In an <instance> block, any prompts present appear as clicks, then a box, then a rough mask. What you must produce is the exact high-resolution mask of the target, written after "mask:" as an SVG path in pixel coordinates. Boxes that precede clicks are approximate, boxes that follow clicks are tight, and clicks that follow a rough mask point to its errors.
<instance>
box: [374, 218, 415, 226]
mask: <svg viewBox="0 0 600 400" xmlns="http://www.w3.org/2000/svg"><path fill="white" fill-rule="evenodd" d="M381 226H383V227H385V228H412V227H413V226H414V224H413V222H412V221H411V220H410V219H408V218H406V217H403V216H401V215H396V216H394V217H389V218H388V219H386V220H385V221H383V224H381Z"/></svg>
* * *
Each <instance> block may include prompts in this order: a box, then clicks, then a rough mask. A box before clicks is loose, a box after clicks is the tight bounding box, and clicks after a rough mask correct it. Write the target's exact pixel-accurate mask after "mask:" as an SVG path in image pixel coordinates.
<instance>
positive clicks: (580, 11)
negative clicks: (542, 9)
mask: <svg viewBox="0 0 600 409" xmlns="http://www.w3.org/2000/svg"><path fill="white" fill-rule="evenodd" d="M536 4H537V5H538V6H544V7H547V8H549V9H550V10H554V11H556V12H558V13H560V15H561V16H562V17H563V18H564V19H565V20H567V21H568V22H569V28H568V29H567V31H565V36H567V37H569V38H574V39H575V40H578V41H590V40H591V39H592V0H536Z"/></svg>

* What the exercise asks: Scan the data above for the word "target", then copy every line that holds it.

* Solution to this task:
In an <instance> block, any prompts present appear as clicks, then a box, then a rough mask. What you must produce is the exact high-resolution mask of the target, written after "mask:" as an SVG path in pixel coordinates. Boxes that precede clicks are approximate, boxes that follow clicks are tight, and clicks that follow a rough mask point to its errors.
Each <instance> block may include prompts in this order: a box, then clicks, then a rough mask. A box before clicks is loose, a box after clicks is the tight bounding box, and clicks after a rough mask correct it. Write the target's exact pixel-accurate mask after "mask:" as an SVG path in image pixel coordinates.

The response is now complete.